_MATERIAL FOR THIS TASK_
* Start *

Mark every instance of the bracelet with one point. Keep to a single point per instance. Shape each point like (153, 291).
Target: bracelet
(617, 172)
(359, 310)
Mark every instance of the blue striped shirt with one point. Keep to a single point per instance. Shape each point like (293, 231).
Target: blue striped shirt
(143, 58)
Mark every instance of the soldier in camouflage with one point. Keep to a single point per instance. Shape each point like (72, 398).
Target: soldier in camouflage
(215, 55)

* End *
* Start *

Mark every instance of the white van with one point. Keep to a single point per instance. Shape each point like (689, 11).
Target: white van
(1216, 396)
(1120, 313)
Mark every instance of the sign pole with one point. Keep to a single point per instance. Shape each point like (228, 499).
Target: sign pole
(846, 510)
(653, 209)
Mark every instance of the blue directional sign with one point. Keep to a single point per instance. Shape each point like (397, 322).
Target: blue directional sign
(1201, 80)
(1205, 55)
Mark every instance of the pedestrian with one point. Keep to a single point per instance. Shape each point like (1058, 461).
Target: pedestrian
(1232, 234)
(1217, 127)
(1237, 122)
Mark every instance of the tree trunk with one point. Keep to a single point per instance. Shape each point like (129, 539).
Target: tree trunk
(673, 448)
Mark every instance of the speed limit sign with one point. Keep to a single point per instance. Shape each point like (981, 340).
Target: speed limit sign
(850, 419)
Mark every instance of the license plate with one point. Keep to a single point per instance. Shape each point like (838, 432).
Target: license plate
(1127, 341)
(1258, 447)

* End *

_EXERCISE_
Reproduce the data verbatim, beginning at the line that contains "Mark every instance of the speed" and ending after the line that contains "(1258, 447)".

_OUTPUT_
Mark every instance of the speed limit sign with one point. Keep to a single point per instance. Shape each point like (981, 340).
Target: speed limit sign
(850, 419)
Mark every instance of the license plate with one point. Keep to a single point per instance. Shape each point like (838, 432).
Target: license plate
(1127, 341)
(1258, 447)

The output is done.